Inspirez, expirez : la faculté de respirer ainsi à plein poumon n’est pas une évidence biologique. Si vous inventiez une machine à remonter dans le temps, vous ne pourriez jamais vous transporter pendant les 2 premiers milliards d’années de la Terre, à moins de préparer une combinaison et des bonbonnes d’oxygène. Notre planète était bien différente, à commencer par l’air.
Les niveaux terrestres d’oxygène étaient très faibles. Il y avait certes quelques microbes qui, pratiquant la photosynthèse, rejetaient de l’oxygène — mais rien de comparable à aujourd’hui. Et puis tout a basculé. Il y a 2,2 à 2,5 milliards d’années, l’atmosphère s’est rempli assez rapidement en oxygène jusqu’à un équilibre bien plus favorable à la vie.
Cet événement déterminant dans notre histoire commune d’êtres vivants a un nom : Great Oxygenation Event (GOE), ou en français, la Grande Oxygénation — aussi appelée Grande Oxydation. L’événement n’a pas été bénéfique pour certaines espèces anaérobies, pour lesquelles cette hausse en oxygène fut toxique, causant leur extinction. Mais d’autres espèces ont pu se développer, sans compter que tout cet oxygène libre a contribué à la création de la couche d’ozone.
Comment expliquer cet événement ? Bien que cela reste une forme de mystère, l’étude de cette époque a permis d’obtenir de bonnes théories. Les réponses sont régulièrement revisitée, mais on sait que les cyanobactéries sont les premiers organismes à avoir produit de l’oxygène, par la photosynthèse, ce seraient donc elles qui auraient généré la Grande Oxygénation.
Mais voilà qu’une toute nouvelle étude, parue dans Nature Communications le 14 mars 2022, pousse l’hypothèse un peu plus loin en suggérant une sorte de « co-évolution » entre les microbes de type cyanobactéries… et les minéraux. L’événement de Grande Oxygénation serait le résultat à la fois d’innovations biologiques de la part de ces organismes, mais aussi de changements géologiques.
Une nouvelle hypothèse sur la Grande oxygénation
Pour les auteurs de ce papier de recherche, il est clair que le saut dans les niveaux d’oxygène n’a pas pu être causé par une augmentation simplement graduelle. Il faut chercher plutôt une « boucle de rétroaction positive », quelque chose susceptible de provoquer un changement profond et relativement soudain à l’échelle de la vie terrestre.

......

DÉTAILS DE LA TÂCHE:
Prolongez le texte sur la Grande Oxygénation en reprenant juste après sa dernière phrase.

DONNÉES FOURNIES:
......

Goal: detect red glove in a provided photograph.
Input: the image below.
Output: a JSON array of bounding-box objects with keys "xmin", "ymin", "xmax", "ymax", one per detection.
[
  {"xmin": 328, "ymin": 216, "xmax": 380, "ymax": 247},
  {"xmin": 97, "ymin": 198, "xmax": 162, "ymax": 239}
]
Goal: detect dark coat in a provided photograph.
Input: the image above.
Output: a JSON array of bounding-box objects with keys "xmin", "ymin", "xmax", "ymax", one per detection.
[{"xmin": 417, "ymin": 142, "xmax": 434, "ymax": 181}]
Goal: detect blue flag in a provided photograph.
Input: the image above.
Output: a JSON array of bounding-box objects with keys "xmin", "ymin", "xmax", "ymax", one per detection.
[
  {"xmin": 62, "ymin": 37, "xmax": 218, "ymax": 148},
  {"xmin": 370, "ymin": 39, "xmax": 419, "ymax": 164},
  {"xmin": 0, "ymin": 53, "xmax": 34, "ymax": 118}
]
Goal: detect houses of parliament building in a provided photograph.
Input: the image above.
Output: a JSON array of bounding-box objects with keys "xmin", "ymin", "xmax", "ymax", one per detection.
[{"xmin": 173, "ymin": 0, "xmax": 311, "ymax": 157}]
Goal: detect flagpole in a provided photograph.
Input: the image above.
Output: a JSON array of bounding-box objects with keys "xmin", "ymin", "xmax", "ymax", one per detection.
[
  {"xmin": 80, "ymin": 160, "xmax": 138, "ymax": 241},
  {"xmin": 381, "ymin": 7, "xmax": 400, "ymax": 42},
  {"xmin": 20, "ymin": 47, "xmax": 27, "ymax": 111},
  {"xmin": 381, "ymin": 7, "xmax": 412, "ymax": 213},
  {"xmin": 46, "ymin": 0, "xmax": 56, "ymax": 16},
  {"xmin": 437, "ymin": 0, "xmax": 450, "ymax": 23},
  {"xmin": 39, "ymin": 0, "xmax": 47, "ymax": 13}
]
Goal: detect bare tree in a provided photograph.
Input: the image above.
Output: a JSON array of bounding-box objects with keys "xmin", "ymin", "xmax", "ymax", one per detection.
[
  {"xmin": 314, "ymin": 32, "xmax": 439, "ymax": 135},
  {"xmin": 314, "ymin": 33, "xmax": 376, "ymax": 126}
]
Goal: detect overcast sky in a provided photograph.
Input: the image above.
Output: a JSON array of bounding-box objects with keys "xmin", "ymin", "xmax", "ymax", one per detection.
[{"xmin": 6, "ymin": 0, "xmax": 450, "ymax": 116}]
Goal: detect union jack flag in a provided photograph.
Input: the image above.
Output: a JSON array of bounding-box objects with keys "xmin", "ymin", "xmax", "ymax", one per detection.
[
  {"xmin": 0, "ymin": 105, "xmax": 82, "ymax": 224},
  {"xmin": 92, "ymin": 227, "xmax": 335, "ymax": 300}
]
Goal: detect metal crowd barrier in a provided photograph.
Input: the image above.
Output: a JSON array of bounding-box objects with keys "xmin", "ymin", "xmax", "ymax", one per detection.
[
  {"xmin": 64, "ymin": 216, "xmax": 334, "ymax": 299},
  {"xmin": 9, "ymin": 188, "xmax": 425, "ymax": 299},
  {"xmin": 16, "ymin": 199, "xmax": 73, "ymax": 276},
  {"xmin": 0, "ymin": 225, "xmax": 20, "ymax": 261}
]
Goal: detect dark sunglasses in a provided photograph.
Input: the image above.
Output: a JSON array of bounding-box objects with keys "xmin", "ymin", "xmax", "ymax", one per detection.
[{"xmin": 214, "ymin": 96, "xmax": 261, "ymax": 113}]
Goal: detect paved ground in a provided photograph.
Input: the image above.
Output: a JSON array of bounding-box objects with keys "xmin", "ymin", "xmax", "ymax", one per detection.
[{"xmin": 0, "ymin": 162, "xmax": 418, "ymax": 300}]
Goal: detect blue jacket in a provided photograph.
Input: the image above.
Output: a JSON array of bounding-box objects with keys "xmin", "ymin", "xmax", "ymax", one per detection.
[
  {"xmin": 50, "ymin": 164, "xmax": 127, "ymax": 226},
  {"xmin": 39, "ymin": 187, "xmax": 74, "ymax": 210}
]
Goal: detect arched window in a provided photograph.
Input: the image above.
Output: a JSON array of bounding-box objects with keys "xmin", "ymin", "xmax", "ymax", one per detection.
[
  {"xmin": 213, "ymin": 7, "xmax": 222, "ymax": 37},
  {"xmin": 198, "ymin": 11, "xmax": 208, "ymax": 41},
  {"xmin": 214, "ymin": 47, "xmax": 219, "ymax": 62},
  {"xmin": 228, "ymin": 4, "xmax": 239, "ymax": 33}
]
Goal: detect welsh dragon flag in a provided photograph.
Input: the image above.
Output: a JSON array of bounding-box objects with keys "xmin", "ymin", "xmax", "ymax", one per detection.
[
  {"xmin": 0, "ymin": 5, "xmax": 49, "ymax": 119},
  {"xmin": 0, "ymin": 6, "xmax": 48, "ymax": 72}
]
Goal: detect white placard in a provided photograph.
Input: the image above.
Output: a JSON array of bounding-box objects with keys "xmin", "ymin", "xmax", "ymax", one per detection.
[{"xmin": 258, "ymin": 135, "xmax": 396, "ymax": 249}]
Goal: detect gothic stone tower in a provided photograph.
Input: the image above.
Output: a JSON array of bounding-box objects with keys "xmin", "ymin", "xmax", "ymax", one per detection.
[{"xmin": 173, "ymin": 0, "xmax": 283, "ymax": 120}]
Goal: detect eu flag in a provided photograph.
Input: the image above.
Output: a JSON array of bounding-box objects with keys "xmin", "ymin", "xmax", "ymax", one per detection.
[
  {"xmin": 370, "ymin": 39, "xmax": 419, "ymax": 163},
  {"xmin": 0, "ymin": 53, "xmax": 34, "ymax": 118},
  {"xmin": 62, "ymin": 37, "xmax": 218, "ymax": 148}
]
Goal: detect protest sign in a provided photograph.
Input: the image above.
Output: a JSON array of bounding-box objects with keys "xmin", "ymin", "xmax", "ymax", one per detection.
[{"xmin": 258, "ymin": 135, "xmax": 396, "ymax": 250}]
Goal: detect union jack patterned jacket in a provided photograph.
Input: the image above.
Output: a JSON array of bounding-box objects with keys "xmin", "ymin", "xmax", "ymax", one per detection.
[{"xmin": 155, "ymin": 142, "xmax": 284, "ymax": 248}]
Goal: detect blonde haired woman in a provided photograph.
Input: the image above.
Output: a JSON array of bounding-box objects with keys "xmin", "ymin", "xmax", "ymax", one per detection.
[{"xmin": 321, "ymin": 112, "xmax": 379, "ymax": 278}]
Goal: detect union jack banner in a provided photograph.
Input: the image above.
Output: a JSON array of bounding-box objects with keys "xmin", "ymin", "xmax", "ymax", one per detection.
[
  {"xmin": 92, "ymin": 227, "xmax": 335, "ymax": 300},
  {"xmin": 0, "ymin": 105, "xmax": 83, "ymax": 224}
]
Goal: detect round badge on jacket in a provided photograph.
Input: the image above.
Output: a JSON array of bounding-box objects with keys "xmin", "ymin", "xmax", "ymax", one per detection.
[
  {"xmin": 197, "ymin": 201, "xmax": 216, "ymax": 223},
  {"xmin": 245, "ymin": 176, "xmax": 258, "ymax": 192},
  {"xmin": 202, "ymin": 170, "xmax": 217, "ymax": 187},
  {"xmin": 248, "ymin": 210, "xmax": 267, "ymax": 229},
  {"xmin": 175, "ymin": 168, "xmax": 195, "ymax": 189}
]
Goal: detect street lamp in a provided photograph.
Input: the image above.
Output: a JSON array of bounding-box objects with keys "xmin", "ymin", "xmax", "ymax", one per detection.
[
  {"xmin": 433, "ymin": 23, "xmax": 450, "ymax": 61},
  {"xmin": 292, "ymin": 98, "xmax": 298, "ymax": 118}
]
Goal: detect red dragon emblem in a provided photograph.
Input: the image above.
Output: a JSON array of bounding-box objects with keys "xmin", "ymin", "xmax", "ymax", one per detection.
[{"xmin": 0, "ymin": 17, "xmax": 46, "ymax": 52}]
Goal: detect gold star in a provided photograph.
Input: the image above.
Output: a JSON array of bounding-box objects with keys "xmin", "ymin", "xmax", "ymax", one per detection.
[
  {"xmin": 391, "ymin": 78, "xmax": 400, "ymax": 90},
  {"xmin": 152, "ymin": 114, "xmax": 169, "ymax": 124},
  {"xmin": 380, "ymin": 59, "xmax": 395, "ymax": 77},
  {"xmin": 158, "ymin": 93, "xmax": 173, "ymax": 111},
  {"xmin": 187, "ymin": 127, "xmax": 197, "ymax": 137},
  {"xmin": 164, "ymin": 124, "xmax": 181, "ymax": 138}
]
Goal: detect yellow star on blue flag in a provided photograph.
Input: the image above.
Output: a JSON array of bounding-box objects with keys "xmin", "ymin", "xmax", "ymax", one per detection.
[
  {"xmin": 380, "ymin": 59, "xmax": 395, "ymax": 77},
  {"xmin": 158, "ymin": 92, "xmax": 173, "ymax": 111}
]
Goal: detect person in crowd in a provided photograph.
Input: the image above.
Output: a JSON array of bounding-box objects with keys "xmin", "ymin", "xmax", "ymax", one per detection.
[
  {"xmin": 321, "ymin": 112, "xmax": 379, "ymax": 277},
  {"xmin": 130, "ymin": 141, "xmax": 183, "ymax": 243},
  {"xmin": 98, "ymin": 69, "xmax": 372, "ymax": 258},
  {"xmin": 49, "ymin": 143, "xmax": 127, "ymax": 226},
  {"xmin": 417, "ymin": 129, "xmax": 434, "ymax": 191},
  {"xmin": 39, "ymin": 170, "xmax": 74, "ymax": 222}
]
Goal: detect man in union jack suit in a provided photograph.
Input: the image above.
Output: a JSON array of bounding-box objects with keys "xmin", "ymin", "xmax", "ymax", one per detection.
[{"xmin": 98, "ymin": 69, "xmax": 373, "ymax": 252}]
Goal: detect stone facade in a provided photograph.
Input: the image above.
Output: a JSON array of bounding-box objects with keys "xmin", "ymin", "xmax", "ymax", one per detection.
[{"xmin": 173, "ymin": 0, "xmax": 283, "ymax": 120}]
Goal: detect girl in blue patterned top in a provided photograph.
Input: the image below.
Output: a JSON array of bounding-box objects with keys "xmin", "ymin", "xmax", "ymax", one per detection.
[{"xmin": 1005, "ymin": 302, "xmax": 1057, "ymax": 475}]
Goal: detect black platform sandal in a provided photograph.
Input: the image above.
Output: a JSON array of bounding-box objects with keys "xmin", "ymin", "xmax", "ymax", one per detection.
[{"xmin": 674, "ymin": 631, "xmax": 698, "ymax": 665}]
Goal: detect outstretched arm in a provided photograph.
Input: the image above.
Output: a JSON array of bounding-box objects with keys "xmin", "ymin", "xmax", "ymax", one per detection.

......

RÉPONSE:
En développant un modèle mathématique, cette équipe de recherche a pu produire une prédiction : si les microbes n’oxydaient que partiellement la matière organique, lors de la photosynthèse, alors la matière partiellement oxydée deviendrait « collante » chimiquement et se lierait aux minéraux. Cela aurait constitué une sorte de réserve minérale, non consommée par les microbes, et donc libre de s’accumuler dans l’atmosphère, à la matière d’une pompe naturelle.
Mais pour vérifier cette hypothèse, il fallait déterminer si un tel mécanisme pouvait exister chez les microbes d’il y a 2,3 milliards d’années. Pour ce faire, il faut d’abord étudier le présent, puis remonter le fil génétique jusqu’à l’époque que l’on veut comprendre. C’est une enquête phylogénétique, une sorte de généalogie des gènes.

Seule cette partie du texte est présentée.